— START —
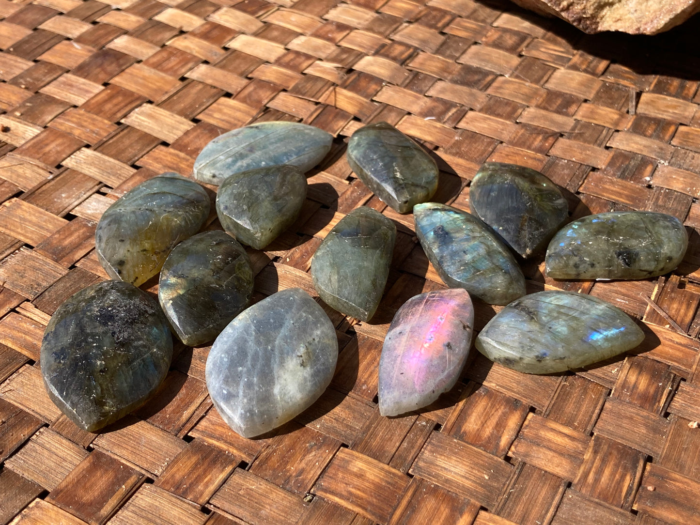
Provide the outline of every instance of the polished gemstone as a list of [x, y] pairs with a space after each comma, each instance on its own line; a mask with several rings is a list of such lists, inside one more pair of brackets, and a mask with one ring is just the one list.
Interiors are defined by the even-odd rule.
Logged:
[[228, 425], [260, 435], [301, 413], [330, 383], [338, 340], [330, 319], [301, 288], [245, 310], [214, 342], [206, 387]]
[[199, 231], [209, 197], [194, 181], [164, 173], [126, 193], [102, 214], [97, 259], [112, 279], [139, 286], [160, 271], [170, 251]]
[[430, 405], [457, 382], [472, 342], [474, 308], [463, 288], [416, 295], [394, 316], [379, 360], [379, 413]]
[[472, 213], [523, 257], [543, 251], [568, 216], [561, 192], [539, 172], [486, 162], [469, 187]]
[[220, 184], [250, 169], [289, 164], [308, 172], [323, 160], [333, 137], [318, 127], [291, 122], [266, 122], [224, 133], [195, 160], [195, 178]]
[[251, 169], [222, 183], [216, 214], [228, 233], [262, 249], [297, 220], [306, 192], [306, 177], [293, 166]]
[[430, 200], [438, 166], [416, 142], [385, 122], [355, 132], [348, 142], [350, 167], [377, 197], [400, 214]]
[[41, 343], [48, 396], [89, 432], [138, 408], [165, 377], [172, 336], [158, 303], [121, 281], [83, 288], [52, 316]]
[[363, 206], [343, 217], [314, 254], [314, 287], [331, 308], [360, 321], [374, 314], [384, 293], [396, 227]]
[[160, 306], [180, 340], [190, 346], [216, 338], [252, 295], [251, 260], [220, 230], [181, 242], [160, 270]]
[[508, 248], [480, 219], [436, 202], [413, 209], [416, 235], [444, 284], [490, 304], [525, 295], [525, 278]]
[[547, 276], [639, 279], [674, 270], [688, 234], [676, 217], [652, 211], [589, 215], [566, 225], [547, 249]]
[[505, 307], [477, 337], [476, 347], [509, 368], [548, 374], [608, 359], [643, 339], [619, 308], [584, 293], [550, 290]]

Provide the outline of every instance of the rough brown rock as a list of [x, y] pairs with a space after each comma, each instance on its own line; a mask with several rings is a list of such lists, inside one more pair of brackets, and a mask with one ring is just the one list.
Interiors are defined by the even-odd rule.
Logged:
[[700, 10], [700, 0], [513, 0], [540, 15], [557, 16], [587, 33], [656, 34]]

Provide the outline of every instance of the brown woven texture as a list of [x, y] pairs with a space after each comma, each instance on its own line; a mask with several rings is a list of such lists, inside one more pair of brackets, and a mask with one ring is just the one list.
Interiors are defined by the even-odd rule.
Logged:
[[[0, 0], [0, 524], [700, 521], [698, 20], [653, 38], [590, 36], [505, 0]], [[249, 251], [255, 300], [315, 295], [314, 250], [365, 205], [399, 231], [374, 319], [326, 309], [341, 349], [332, 383], [265, 439], [224, 424], [204, 381], [209, 347], [181, 344], [155, 398], [106, 431], [79, 430], [47, 397], [38, 353], [58, 306], [106, 278], [100, 215], [160, 172], [191, 176], [221, 133], [275, 120], [335, 139], [308, 174], [300, 219]], [[491, 160], [542, 171], [573, 217], [682, 220], [690, 246], [671, 276], [568, 283], [545, 279], [541, 260], [524, 269], [530, 291], [580, 290], [639, 319], [641, 346], [551, 376], [472, 351], [435, 406], [380, 416], [388, 323], [444, 285], [412, 216], [345, 160], [347, 137], [379, 120], [434, 151], [435, 200], [458, 208]], [[220, 227], [214, 215], [208, 227]], [[477, 330], [496, 309], [477, 305]]]

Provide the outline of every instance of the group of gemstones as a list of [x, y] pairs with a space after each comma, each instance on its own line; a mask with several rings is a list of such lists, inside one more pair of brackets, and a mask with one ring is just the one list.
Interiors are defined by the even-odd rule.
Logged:
[[[306, 197], [304, 174], [323, 160], [332, 139], [311, 126], [272, 122], [207, 144], [194, 175], [219, 186], [216, 213], [225, 232], [197, 233], [209, 215], [209, 196], [174, 173], [142, 183], [104, 212], [96, 251], [113, 280], [66, 300], [41, 346], [47, 391], [69, 419], [92, 431], [143, 404], [170, 366], [171, 330], [189, 346], [214, 341], [206, 386], [224, 421], [241, 435], [264, 435], [313, 404], [335, 370], [335, 328], [300, 288], [248, 307], [253, 272], [240, 243], [262, 249], [294, 223]], [[514, 164], [482, 167], [470, 188], [470, 214], [430, 202], [438, 187], [435, 161], [386, 122], [358, 130], [347, 160], [388, 206], [413, 212], [416, 237], [449, 287], [416, 295], [396, 312], [379, 363], [384, 416], [426, 407], [454, 386], [472, 343], [472, 298], [507, 305], [475, 346], [522, 372], [575, 369], [641, 342], [637, 324], [604, 301], [559, 290], [526, 295], [519, 258], [546, 248], [545, 272], [554, 279], [644, 279], [673, 270], [687, 246], [680, 222], [662, 214], [600, 214], [562, 227], [568, 206], [556, 186]], [[384, 293], [396, 237], [394, 223], [373, 209], [346, 215], [312, 260], [321, 299], [370, 321]], [[159, 272], [160, 307], [137, 288]]]

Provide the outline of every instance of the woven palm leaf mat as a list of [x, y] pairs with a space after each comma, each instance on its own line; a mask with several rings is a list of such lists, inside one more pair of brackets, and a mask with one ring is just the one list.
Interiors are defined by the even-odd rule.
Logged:
[[[588, 36], [477, 0], [0, 0], [0, 524], [700, 523], [696, 20], [656, 37]], [[374, 319], [327, 309], [341, 349], [332, 383], [271, 437], [224, 424], [205, 388], [209, 347], [181, 344], [154, 399], [106, 431], [79, 430], [38, 361], [51, 314], [106, 278], [96, 221], [150, 177], [191, 176], [221, 133], [276, 120], [336, 138], [298, 222], [249, 251], [254, 300], [314, 294], [314, 250], [366, 205], [398, 227]], [[493, 160], [542, 171], [574, 217], [682, 219], [690, 246], [669, 276], [568, 283], [545, 279], [541, 259], [524, 268], [531, 292], [579, 290], [639, 319], [641, 346], [550, 376], [472, 351], [438, 404], [380, 416], [388, 323], [444, 285], [412, 216], [345, 160], [347, 137], [379, 120], [434, 151], [435, 200], [458, 208]], [[214, 214], [208, 224], [220, 227]], [[478, 330], [497, 309], [476, 309]]]

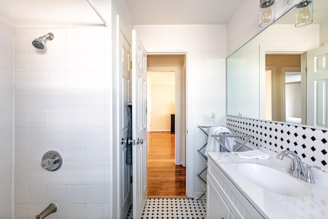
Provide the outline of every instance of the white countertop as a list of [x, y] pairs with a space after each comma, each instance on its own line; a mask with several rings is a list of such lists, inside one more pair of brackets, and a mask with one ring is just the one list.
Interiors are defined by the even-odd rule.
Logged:
[[256, 185], [244, 178], [237, 170], [241, 163], [259, 164], [287, 172], [289, 159], [280, 161], [271, 154], [268, 160], [238, 158], [231, 153], [210, 152], [211, 158], [244, 196], [265, 218], [328, 218], [328, 174], [313, 170], [316, 183], [310, 184], [295, 178], [309, 190], [309, 195], [293, 197], [280, 195]]

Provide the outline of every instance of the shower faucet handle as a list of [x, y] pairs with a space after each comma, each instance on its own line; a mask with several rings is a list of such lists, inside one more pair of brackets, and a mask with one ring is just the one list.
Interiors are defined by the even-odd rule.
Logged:
[[53, 165], [55, 163], [55, 159], [53, 158], [47, 158], [41, 162], [41, 167], [44, 169], [48, 169]]

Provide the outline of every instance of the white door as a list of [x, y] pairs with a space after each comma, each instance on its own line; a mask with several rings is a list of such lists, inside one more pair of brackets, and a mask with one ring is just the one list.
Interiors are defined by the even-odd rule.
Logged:
[[[119, 93], [119, 129], [120, 138], [125, 140], [128, 137], [129, 117], [127, 104], [131, 102], [131, 46], [120, 29], [119, 83], [121, 92]], [[131, 43], [131, 41], [130, 41]], [[121, 219], [126, 218], [131, 205], [131, 165], [127, 164], [128, 148], [126, 143], [122, 142], [119, 145], [119, 208]]]
[[132, 30], [132, 200], [133, 218], [140, 218], [147, 199], [147, 54]]
[[328, 45], [307, 52], [306, 125], [328, 128]]

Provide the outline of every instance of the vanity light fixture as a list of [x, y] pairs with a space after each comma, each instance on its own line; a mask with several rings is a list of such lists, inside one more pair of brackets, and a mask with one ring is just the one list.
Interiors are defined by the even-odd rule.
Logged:
[[295, 6], [295, 27], [302, 27], [313, 22], [313, 0], [305, 0]]
[[302, 2], [302, 0], [288, 0], [287, 1], [287, 4], [290, 5], [295, 5]]
[[275, 0], [260, 0], [260, 27], [266, 27], [275, 22]]

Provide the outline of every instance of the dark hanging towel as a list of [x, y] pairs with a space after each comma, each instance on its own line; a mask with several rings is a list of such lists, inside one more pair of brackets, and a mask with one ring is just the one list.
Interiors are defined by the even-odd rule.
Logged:
[[[128, 105], [128, 117], [129, 117], [129, 126], [128, 127], [128, 139], [132, 140], [132, 105], [131, 103]], [[127, 164], [132, 164], [132, 141], [127, 145]]]

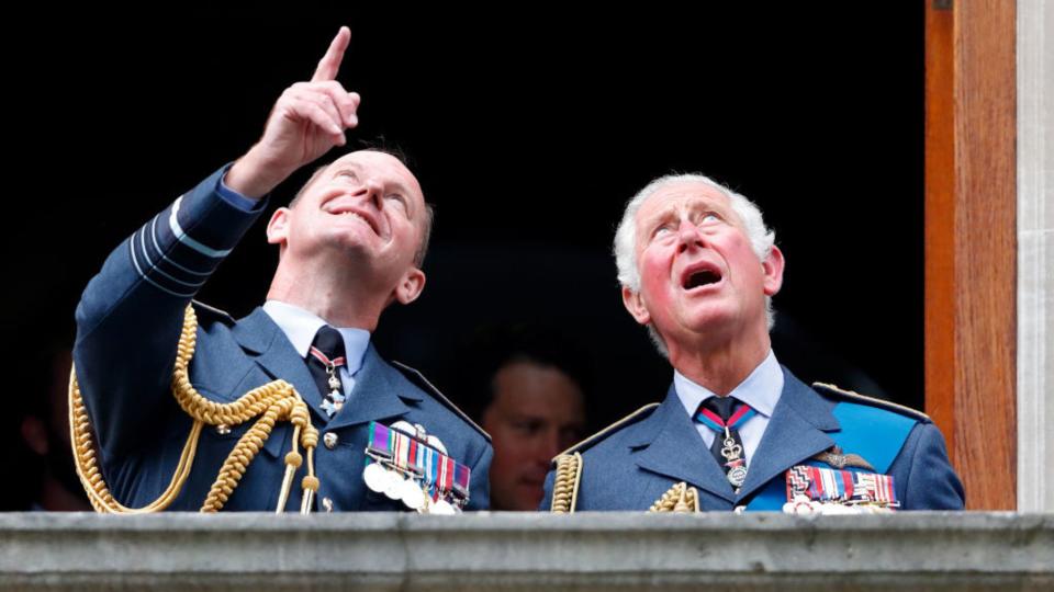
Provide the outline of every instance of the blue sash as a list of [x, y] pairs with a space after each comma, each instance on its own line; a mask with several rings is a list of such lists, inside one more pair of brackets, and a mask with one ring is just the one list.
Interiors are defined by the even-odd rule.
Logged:
[[[900, 454], [908, 434], [917, 423], [916, 420], [877, 409], [866, 405], [839, 402], [832, 410], [838, 420], [840, 430], [831, 433], [831, 439], [845, 454], [859, 454], [864, 457], [875, 473], [885, 474], [889, 470], [894, 459]], [[799, 465], [826, 467], [826, 463], [812, 459], [803, 459]], [[850, 468], [859, 471], [860, 469]], [[787, 482], [782, 473], [773, 477], [767, 485], [747, 504], [747, 510], [754, 512], [778, 512], [787, 502]]]

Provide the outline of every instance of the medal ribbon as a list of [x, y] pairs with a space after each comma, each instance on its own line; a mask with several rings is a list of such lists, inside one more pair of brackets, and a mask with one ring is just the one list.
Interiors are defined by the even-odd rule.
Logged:
[[[370, 422], [369, 434], [367, 451], [372, 451], [396, 470], [423, 480], [433, 501], [451, 492], [468, 499], [472, 469], [466, 465], [410, 434], [375, 421]], [[371, 462], [375, 460], [368, 455], [366, 463]]]
[[345, 358], [343, 355], [340, 357], [334, 357], [333, 360], [329, 360], [326, 354], [322, 353], [322, 350], [315, 348], [314, 345], [311, 346], [311, 350], [307, 350], [307, 353], [315, 356], [315, 360], [322, 362], [322, 365], [325, 366], [326, 369], [338, 368], [347, 363], [347, 358]]
[[798, 465], [787, 471], [787, 501], [803, 494], [814, 501], [897, 504], [889, 475]]
[[705, 407], [699, 407], [699, 410], [695, 413], [695, 421], [706, 425], [710, 430], [714, 430], [718, 433], [725, 433], [726, 425], [729, 430], [739, 429], [747, 420], [758, 414], [758, 411], [754, 408], [745, 403], [740, 403], [739, 408], [728, 417], [728, 422], [721, 419], [720, 415], [706, 409]]

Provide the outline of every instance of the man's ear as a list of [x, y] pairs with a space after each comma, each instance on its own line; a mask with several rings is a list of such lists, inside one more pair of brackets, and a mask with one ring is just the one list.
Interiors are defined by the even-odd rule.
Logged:
[[424, 289], [425, 272], [417, 267], [411, 267], [410, 271], [403, 274], [402, 280], [399, 281], [399, 285], [395, 286], [394, 296], [395, 299], [399, 300], [399, 304], [410, 304], [416, 300]]
[[775, 244], [769, 250], [769, 255], [761, 262], [761, 267], [765, 272], [765, 296], [775, 296], [783, 286], [783, 251]]
[[288, 207], [280, 207], [271, 214], [267, 221], [267, 241], [271, 244], [284, 244], [289, 238], [289, 214]]
[[632, 315], [633, 319], [641, 325], [651, 322], [651, 312], [644, 306], [644, 299], [639, 292], [633, 292], [628, 286], [623, 286], [623, 306]]

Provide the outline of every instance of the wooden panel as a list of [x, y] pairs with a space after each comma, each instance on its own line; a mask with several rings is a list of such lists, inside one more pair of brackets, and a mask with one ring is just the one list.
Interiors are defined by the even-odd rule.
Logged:
[[949, 440], [967, 508], [1012, 510], [1014, 3], [926, 10], [927, 412]]

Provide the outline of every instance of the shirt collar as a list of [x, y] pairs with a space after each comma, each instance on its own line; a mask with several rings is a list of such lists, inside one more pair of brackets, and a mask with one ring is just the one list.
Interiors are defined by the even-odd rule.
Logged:
[[[717, 395], [693, 383], [676, 369], [673, 371], [673, 387], [688, 415], [694, 415], [699, 409], [699, 403], [708, 397], [717, 397]], [[776, 354], [769, 350], [769, 355], [761, 364], [729, 395], [745, 402], [754, 411], [767, 418], [772, 415], [772, 410], [775, 409], [781, 392], [783, 392], [783, 369], [780, 367], [780, 362], [776, 361]]]
[[[291, 304], [278, 300], [264, 303], [267, 312], [274, 325], [285, 333], [289, 342], [301, 357], [307, 357], [311, 342], [323, 325], [329, 325], [325, 319]], [[336, 327], [344, 338], [344, 354], [348, 363], [348, 373], [355, 374], [362, 367], [362, 357], [370, 344], [370, 332], [355, 327]]]

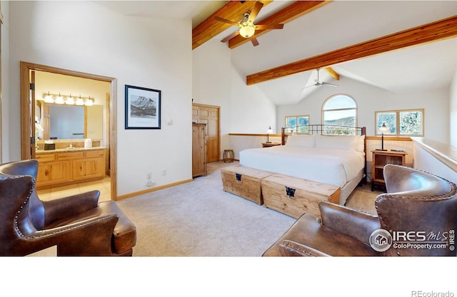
— END —
Express the data from the line with "Provide the outline of every instance of the wooden" through the end of the data as a two-column CSV with the columns instruction and outlines. Each row should pair one labeling instruction with its logged outlines, each in a single quoted field with line breaks replaced by spaces, and the pictures should be left out.

- _Task response_
instruction,outlines
"Provide the outline of every instance of the wooden panel as a list of [x, y] pairs with a space after each comma, each instance on its own line; a mask with several rings is a list of such lists, inside one more pair of brackets, and a mask with one ring is just the one list. Interiors are defined by the even-odd rule. Logged:","[[949, 440], [967, 508], [1012, 510], [1014, 3], [926, 10], [927, 412]]"
"Provide the outline of every instance of the shirt collar as a list of [x, y] pairs with a space after each comma, each instance on its own line; a mask with several rings is a list of such lists, inside one more pair of brackets, and a mask with one ring is just the one list. Interiors are defined by the even-odd rule. Logged:","[[[717, 395], [693, 383], [676, 369], [673, 371], [673, 387], [688, 415], [694, 415], [699, 409], [699, 403], [708, 397], [717, 397]], [[776, 354], [769, 350], [769, 355], [761, 364], [729, 395], [745, 402], [754, 411], [767, 418], [772, 415], [772, 410], [775, 409], [781, 392], [783, 392], [783, 369], [780, 367], [780, 362], [776, 361]]] [[[291, 304], [278, 300], [264, 303], [267, 312], [274, 325], [285, 333], [289, 342], [301, 357], [307, 357], [311, 342], [323, 325], [329, 325], [325, 319]], [[336, 327], [344, 338], [344, 354], [348, 363], [348, 373], [355, 374], [362, 367], [362, 357], [370, 344], [370, 332], [355, 327]]]"